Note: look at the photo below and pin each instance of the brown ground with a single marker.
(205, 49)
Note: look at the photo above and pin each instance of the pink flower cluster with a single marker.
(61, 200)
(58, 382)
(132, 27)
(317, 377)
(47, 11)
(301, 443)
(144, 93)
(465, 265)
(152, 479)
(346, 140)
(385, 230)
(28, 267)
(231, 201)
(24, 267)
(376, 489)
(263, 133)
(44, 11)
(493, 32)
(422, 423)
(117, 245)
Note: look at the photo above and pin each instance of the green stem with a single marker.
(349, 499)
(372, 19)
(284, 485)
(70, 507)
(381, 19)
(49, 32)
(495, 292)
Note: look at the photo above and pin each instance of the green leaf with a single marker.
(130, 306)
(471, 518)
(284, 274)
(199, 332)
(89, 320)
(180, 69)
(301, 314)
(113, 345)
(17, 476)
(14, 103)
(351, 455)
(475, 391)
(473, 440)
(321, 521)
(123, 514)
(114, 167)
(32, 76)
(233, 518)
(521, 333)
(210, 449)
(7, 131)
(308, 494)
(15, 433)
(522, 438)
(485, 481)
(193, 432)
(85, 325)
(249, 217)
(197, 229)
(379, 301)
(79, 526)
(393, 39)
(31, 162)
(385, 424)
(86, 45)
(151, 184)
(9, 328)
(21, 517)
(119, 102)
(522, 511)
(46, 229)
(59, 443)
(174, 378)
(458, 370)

⁂

EXERCISE DETAILS:
Starting from the line that contains "cluster with a single marker.", give again every line to the last line of the data, exactly. Include nothing else.

EXERCISE ANSWER:
Note: look at the photo above and pin each instance of the pink flower cluster with a single marker.
(61, 200)
(58, 382)
(132, 27)
(317, 377)
(47, 11)
(301, 443)
(144, 93)
(465, 265)
(152, 479)
(346, 140)
(385, 230)
(28, 267)
(231, 201)
(24, 267)
(376, 489)
(263, 133)
(44, 11)
(493, 32)
(422, 423)
(117, 245)
Note: look at the photo above and pin each instance of the green stem with a single marker.
(349, 499)
(372, 19)
(284, 485)
(70, 507)
(381, 19)
(49, 32)
(495, 292)
Note: look at the photo above and pin each instance of the green leaf with a single marker.
(130, 306)
(471, 518)
(284, 274)
(199, 332)
(89, 320)
(180, 69)
(301, 314)
(113, 345)
(17, 476)
(14, 103)
(351, 455)
(475, 391)
(473, 440)
(321, 521)
(123, 514)
(114, 167)
(32, 76)
(233, 518)
(521, 333)
(210, 449)
(7, 131)
(308, 494)
(15, 433)
(522, 438)
(485, 481)
(193, 432)
(85, 325)
(249, 217)
(197, 229)
(379, 301)
(79, 526)
(393, 39)
(31, 162)
(385, 424)
(86, 45)
(151, 184)
(9, 328)
(21, 517)
(119, 102)
(522, 511)
(46, 229)
(59, 443)
(174, 378)
(458, 370)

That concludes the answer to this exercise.